## What you are asked to do
In the entries below, find the line with "sky, one point per instance." and the line with "hill, one point per instance.". Return those two lines and all lines between them, exactly.

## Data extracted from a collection
------------------------------------

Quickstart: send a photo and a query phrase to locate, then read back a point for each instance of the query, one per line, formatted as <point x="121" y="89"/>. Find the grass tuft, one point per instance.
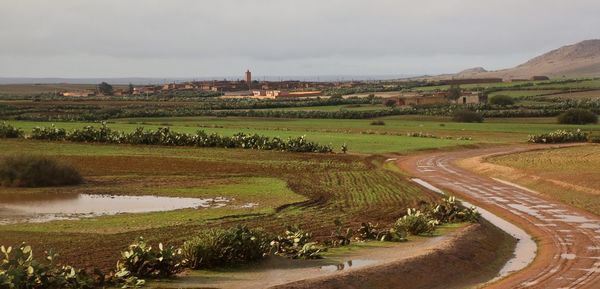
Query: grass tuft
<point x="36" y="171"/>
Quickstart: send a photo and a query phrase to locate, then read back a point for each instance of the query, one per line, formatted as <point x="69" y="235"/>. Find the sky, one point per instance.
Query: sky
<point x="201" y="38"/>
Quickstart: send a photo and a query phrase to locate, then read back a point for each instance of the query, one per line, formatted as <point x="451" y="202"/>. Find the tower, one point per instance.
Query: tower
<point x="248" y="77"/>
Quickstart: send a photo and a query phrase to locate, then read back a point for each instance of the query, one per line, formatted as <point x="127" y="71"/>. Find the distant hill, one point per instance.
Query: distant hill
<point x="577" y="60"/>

------------------------------------

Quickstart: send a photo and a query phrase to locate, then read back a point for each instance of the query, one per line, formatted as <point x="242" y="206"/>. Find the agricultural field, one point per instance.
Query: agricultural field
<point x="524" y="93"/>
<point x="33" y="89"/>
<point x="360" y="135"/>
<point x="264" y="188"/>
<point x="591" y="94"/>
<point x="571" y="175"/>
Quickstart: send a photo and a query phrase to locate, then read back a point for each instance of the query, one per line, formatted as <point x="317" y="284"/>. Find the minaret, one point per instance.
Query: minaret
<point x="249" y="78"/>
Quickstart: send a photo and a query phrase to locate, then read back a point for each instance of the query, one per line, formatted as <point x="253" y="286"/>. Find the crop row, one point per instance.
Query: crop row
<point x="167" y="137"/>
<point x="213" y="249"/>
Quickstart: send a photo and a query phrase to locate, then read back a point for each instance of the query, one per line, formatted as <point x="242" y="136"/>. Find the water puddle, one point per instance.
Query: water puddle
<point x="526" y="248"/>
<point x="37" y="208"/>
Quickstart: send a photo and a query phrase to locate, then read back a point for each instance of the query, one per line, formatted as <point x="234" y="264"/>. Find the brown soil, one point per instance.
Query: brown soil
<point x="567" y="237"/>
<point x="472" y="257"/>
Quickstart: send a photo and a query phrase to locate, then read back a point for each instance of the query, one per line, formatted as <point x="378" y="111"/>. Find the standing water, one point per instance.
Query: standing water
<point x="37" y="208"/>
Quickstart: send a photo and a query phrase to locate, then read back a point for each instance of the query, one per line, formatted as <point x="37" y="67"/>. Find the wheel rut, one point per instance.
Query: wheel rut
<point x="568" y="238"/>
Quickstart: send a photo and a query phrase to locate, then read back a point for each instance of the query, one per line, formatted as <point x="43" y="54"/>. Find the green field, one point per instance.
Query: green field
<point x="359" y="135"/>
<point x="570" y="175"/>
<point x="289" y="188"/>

------------------------------------

## Answer to the exercise
Quickstart: send a photo and a query phrase to locate, then read back a point for each instance of the query, one per line, formatted as <point x="69" y="235"/>. Find the sky, one point per instance.
Query: sky
<point x="201" y="38"/>
Quickstart: send a photo and a query phrase to locate, then read back a point for each instance of the query, one per line, formatted as <point x="451" y="202"/>. Find the tower, one point per instance.
Query: tower
<point x="248" y="77"/>
Quickstart: send a photo and a query phrase to locate, then read back a point for each instance of the query, one per line, formatted as <point x="127" y="71"/>. Find the distant hill, one point per instance.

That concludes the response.